▶ [ОТРЫВОК ТЕКСТА]:
+ + + + +
И совесть не обманет: наша совесть, совесть мира. Здесь тыл — я говорю о честных и верных — един с фронтом, весь мир — я говорю о честных и верных — един с Россией. О чем может думать мать, потерявшая своих сыновней, жена, у которой навеки отняли любимого мужа, жители растерзанных городов и дети с растерзанными сердцами, о чем им думать, как не о суде, куда рваться душой, если не в Берлин? Суда над злодеями жаждут и матери американских солдат, недавно зверски убитых немцами, и матери Ковентри, и вдовы французских заложников. Без слов мы поймем друг друга. Есть один пароль: «Берлин». Я не знаю, пропуск ли это к счастью, мы должны раньше почтить мертвых, чем обставлять заново квартиры фарфоровыми кошечками; но это пропуск в жизнь, потому что мы не сможем жить, если не накажем злодеев, не сможем заснуть — под окнами будет бродить товарищ Чижик с туфельками своего двухлетнего ребенка.

Вся заграничная печать пишет, что немцы усердно готовятся к третьей мировой войне. Они явно не хотят почить на «лаврах» своего неминуемого разгрома. Они уже думают о новом походе. Неужели мы не будем думать о Берлине? Мы хотим быть там в 1945 году. Если мы там не будем, в 1965 году немцы двинутся снова на Москву, на Париж, на Лондон. Это просто, как дважды два, и все-таки находятся люди, которые хотят простить преступников, дать им отдохнуть и взяться за старое. В Берлин! — эти слова для нас надежда, надежда на мир, спасение наших детей: не атаковать душу ведьмы, а обрубить ее длиннущие руки.
+ + + + +
▶ [ЗАДАНИЕ]: Продублируйте полностью отрывок о Берлине, ничего в нем не меняя.

Строки набора данных
+ + + + +
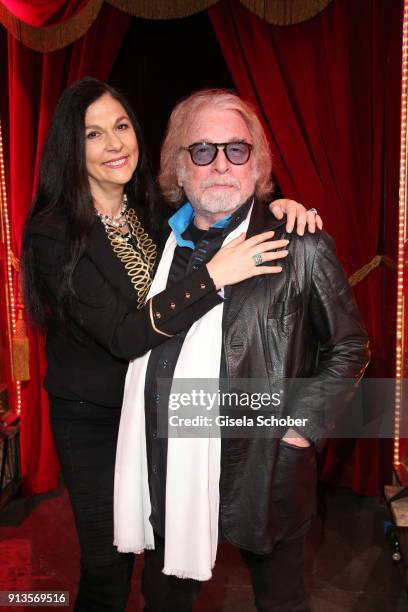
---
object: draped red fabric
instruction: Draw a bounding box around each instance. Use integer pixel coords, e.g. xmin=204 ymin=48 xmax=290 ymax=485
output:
xmin=209 ymin=0 xmax=402 ymax=494
xmin=8 ymin=3 xmax=131 ymax=494
xmin=1 ymin=0 xmax=89 ymax=28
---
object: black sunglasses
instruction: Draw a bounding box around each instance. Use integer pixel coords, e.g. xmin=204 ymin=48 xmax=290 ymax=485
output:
xmin=182 ymin=141 xmax=252 ymax=166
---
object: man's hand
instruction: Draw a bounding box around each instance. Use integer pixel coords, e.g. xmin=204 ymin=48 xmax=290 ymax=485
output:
xmin=269 ymin=198 xmax=323 ymax=236
xmin=282 ymin=427 xmax=310 ymax=448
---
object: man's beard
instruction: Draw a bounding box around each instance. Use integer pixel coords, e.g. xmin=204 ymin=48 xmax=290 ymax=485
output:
xmin=183 ymin=177 xmax=254 ymax=216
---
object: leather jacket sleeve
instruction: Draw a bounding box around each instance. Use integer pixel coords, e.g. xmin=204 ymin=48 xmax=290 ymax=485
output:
xmin=290 ymin=232 xmax=370 ymax=448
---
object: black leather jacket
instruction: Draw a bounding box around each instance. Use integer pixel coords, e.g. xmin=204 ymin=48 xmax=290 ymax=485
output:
xmin=220 ymin=204 xmax=369 ymax=554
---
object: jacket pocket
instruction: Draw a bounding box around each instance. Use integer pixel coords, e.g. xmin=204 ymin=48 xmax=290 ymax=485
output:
xmin=272 ymin=441 xmax=317 ymax=538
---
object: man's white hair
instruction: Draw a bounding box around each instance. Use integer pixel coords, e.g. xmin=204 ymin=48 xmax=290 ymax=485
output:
xmin=158 ymin=89 xmax=273 ymax=206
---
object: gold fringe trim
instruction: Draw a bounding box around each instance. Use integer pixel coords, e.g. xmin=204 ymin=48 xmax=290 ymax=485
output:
xmin=0 ymin=0 xmax=332 ymax=53
xmin=107 ymin=0 xmax=218 ymax=19
xmin=240 ymin=0 xmax=332 ymax=25
xmin=349 ymin=255 xmax=397 ymax=287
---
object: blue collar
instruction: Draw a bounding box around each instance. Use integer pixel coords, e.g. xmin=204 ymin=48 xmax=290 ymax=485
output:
xmin=168 ymin=202 xmax=232 ymax=249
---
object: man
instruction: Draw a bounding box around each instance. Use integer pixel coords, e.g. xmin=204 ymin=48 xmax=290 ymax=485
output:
xmin=115 ymin=90 xmax=368 ymax=612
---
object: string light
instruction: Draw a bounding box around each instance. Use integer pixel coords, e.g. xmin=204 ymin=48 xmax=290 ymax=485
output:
xmin=394 ymin=0 xmax=408 ymax=467
xmin=0 ymin=115 xmax=21 ymax=415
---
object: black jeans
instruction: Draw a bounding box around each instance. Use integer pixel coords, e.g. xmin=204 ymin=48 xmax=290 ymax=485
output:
xmin=50 ymin=396 xmax=134 ymax=612
xmin=142 ymin=534 xmax=310 ymax=612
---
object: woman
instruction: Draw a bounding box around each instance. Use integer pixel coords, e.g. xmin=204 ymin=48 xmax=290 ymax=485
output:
xmin=23 ymin=78 xmax=322 ymax=612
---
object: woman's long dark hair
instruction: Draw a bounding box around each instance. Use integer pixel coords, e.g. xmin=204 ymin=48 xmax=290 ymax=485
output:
xmin=22 ymin=77 xmax=161 ymax=326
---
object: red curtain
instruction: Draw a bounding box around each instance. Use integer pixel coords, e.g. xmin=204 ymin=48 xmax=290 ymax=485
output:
xmin=209 ymin=0 xmax=402 ymax=494
xmin=8 ymin=2 xmax=131 ymax=494
xmin=1 ymin=0 xmax=89 ymax=28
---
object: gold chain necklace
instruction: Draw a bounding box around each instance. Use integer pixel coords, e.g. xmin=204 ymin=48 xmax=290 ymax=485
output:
xmin=103 ymin=208 xmax=157 ymax=308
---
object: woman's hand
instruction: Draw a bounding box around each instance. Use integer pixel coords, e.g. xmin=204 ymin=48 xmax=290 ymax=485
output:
xmin=207 ymin=231 xmax=289 ymax=290
xmin=269 ymin=198 xmax=323 ymax=236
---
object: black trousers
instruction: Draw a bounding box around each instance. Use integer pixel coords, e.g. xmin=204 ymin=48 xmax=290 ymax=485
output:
xmin=142 ymin=534 xmax=310 ymax=612
xmin=50 ymin=396 xmax=134 ymax=612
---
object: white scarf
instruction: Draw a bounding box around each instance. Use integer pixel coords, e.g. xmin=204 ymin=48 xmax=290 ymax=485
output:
xmin=114 ymin=208 xmax=252 ymax=580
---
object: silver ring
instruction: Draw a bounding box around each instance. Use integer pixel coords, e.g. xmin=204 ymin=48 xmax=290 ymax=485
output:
xmin=252 ymin=253 xmax=262 ymax=266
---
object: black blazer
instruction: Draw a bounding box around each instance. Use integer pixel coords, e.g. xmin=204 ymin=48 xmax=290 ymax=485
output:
xmin=27 ymin=210 xmax=219 ymax=406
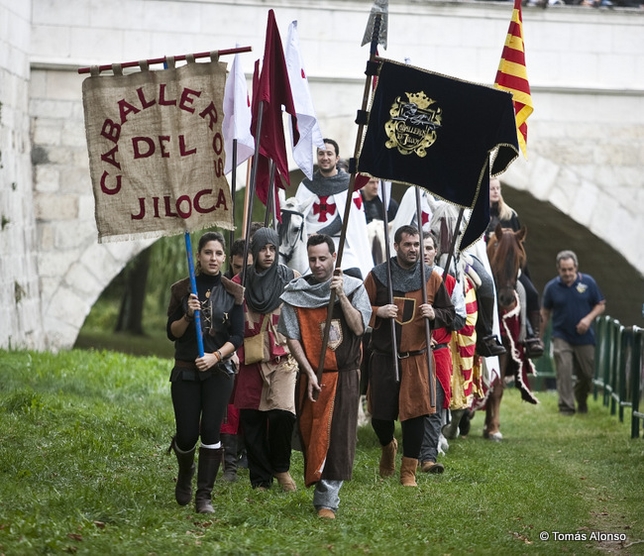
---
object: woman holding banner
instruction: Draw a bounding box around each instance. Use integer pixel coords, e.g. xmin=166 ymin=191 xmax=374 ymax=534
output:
xmin=167 ymin=232 xmax=244 ymax=513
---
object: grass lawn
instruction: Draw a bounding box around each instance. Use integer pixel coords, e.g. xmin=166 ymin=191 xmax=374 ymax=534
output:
xmin=0 ymin=350 xmax=644 ymax=556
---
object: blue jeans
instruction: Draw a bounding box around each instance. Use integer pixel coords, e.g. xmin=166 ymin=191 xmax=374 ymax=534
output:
xmin=418 ymin=379 xmax=445 ymax=463
xmin=313 ymin=479 xmax=344 ymax=513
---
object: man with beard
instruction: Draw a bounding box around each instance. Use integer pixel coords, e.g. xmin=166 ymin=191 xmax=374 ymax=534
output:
xmin=365 ymin=226 xmax=455 ymax=487
xmin=295 ymin=139 xmax=373 ymax=277
xmin=278 ymin=234 xmax=371 ymax=519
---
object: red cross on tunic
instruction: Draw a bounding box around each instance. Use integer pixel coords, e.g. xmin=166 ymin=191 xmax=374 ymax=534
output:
+ + + + +
▶ [ОТВЕТ]:
И совесть не обманет: наша совесть, совесть мира. Здесь тыл — я говорю о честных и верных — един с фронтом, весь мир — я говорю о честных и верных — един с Россией. О чем может думать мать, потерявшая своих сыновней, жена, у которой навеки отняли любимого мужа, жители растерзанных городов и дети с растерзанными сердцами, о чем им думать, как не о суде, куда рваться душой, если не в Берлин? Суда над злодеями жаждут и матери американских солдат, недавно зверски убитых немцами, и матери Ковентри, и вдовы французских заложников. Без слов мы поймем друг друга. Есть один пароль: «Берлин». Я не знаю, пропуск ли это к счастью, мы должны раньше почтить мертвых, чем обставлять заново квартиры фарфоровыми кошечками; но это пропуск в жизнь, потому что мы не сможем жить, если не накажем злодеев, не сможем заснуть — под окнами будет бродить товарищ Чижик с туфельками своего двухлетнего ребенка.

Вся заграничная печать пишет, что немцы усердно готовятся к третьей мировой войне. Они явно не хотят почить на «лаврах» своего неминуемого разгрома. Они уже думают о новом походе. Неужели мы не будем думать о Берлине? Мы хотим быть там в 1945 году. Если мы там не будем, в 1965 году немцы двинутся снова на Москву, на Париж, на Лондон. Это просто, как дважды два, и все-таки находятся люди, которые хотят простить преступников, дать им отдохнуть и взяться за старое. В Берлин! — эти слова для нас надежда, надежда на мир, спасение наших детей: не атаковать душу ведьмы, а обрубить ее длиннущие руки.